Exercise material >>
# # # # #

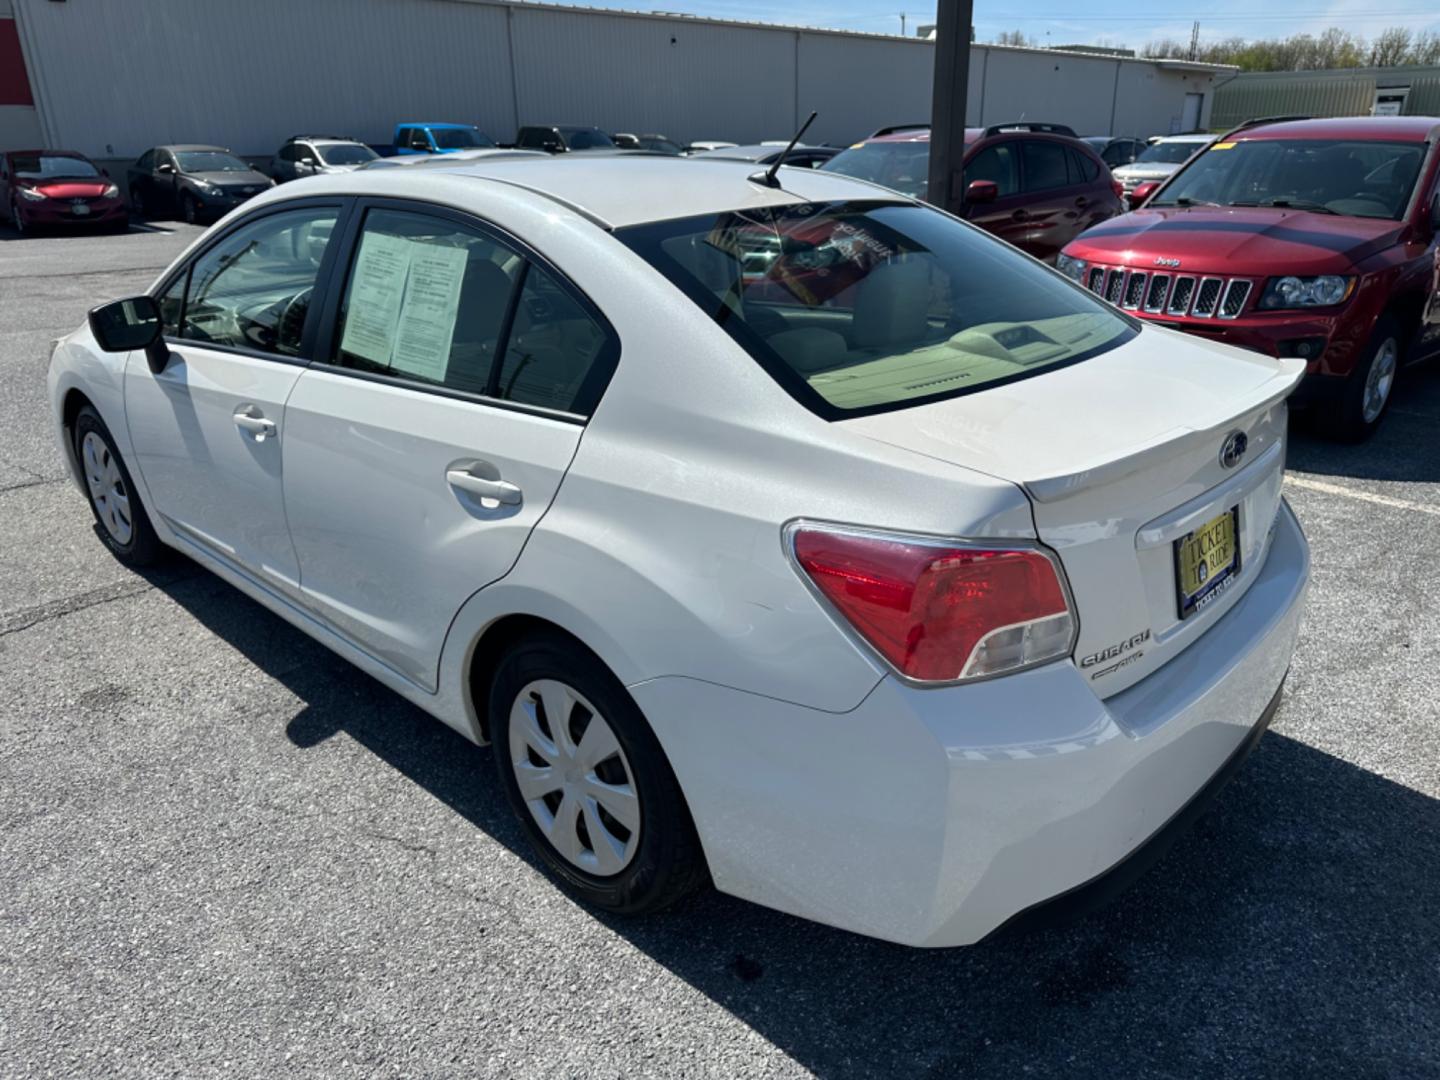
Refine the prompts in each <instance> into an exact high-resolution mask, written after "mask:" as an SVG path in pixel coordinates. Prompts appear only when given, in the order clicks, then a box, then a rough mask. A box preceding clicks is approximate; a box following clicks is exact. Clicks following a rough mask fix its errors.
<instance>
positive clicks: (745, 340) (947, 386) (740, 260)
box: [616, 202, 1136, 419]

# # # # #

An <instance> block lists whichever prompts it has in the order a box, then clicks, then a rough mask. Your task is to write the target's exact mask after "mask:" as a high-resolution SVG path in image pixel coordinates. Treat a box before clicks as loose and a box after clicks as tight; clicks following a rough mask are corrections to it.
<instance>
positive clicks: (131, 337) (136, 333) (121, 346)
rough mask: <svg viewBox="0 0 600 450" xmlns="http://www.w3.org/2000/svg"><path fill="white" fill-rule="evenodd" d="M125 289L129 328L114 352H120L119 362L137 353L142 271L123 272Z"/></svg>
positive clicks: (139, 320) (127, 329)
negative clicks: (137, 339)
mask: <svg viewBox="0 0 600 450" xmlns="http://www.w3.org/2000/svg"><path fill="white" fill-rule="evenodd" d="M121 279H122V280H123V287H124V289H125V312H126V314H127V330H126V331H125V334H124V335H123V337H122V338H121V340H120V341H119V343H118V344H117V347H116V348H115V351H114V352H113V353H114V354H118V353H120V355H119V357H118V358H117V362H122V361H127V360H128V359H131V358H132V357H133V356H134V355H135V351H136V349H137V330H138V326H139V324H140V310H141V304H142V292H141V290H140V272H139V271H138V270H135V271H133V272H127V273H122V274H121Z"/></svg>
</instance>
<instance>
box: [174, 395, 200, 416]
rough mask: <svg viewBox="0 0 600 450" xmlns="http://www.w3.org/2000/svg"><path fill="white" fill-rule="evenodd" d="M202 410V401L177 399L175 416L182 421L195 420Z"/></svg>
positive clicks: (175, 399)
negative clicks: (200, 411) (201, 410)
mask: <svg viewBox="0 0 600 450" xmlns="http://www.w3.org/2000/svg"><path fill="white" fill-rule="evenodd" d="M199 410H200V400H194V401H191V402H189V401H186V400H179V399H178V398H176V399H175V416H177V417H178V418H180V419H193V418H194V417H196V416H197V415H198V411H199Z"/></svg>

# # # # #

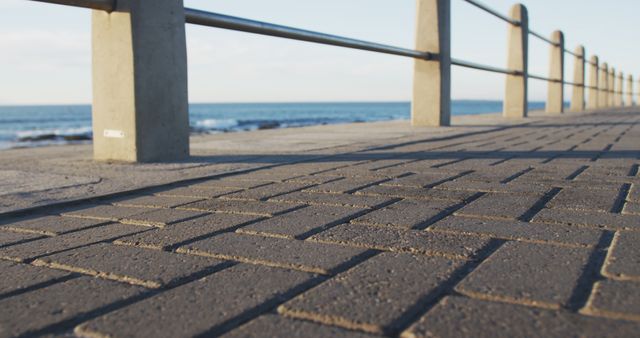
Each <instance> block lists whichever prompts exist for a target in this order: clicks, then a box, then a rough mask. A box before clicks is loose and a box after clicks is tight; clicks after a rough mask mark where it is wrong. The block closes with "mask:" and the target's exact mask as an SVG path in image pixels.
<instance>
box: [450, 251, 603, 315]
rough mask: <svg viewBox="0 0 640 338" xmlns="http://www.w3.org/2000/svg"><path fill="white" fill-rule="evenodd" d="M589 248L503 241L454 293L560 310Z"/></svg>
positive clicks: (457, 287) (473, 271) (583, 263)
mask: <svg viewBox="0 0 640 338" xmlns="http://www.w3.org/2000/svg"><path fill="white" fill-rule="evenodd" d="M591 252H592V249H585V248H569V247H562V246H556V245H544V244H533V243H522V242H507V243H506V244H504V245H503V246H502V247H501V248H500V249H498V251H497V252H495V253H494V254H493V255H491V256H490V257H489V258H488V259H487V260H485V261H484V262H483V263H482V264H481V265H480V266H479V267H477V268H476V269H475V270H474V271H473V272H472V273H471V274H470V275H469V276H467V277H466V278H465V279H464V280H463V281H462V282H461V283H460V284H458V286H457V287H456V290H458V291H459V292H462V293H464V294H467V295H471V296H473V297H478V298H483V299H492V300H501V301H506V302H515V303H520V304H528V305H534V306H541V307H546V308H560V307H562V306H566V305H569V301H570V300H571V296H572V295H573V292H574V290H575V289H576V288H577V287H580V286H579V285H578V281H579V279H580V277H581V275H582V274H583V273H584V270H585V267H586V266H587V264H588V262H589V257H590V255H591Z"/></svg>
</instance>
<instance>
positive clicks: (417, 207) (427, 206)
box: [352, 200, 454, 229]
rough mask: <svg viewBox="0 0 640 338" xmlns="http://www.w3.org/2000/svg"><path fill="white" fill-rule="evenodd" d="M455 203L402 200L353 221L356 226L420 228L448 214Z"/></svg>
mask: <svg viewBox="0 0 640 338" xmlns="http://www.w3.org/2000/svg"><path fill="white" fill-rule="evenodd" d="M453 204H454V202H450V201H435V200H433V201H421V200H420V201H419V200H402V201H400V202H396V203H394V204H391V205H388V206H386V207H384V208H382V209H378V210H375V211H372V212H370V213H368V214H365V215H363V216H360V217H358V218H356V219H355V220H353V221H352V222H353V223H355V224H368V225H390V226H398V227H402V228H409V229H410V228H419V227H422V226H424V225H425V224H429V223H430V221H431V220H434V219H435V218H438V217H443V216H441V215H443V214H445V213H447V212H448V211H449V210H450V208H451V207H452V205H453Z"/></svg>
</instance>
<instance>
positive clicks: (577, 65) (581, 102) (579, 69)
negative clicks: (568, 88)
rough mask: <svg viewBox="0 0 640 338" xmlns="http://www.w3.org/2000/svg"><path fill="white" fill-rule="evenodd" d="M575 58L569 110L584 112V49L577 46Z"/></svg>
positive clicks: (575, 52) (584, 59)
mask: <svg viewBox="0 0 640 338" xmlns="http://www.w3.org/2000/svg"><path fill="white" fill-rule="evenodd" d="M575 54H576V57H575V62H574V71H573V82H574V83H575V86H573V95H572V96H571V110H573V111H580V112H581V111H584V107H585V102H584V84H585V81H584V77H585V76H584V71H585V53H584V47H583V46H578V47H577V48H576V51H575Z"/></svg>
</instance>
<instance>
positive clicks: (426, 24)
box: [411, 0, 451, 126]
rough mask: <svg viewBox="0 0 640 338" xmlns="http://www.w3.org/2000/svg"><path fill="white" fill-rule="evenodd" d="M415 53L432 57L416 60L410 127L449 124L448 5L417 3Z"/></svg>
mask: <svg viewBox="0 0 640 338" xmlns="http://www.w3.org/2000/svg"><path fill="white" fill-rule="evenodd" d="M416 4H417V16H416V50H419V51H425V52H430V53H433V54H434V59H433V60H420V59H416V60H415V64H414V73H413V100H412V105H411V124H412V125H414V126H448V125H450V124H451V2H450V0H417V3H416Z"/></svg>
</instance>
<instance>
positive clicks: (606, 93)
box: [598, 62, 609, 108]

# # # # #

Work request >> State the number of lines in the entries above that contain the word "before", and nothing more.

The completed task >> 2